[Your objective] Given the records below, set each one down again exactly as it reads.

[Provided information]
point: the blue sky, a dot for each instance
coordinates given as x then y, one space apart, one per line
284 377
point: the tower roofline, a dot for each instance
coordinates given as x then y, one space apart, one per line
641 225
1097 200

[Response to the exercise]
point: the blue sky, a dot for each instance
coordinates given as x then y, one space apart, one per line
284 377
point: the tower roofline, a dot for each instance
coordinates given as x then y, one space apart, one per line
641 225
1097 200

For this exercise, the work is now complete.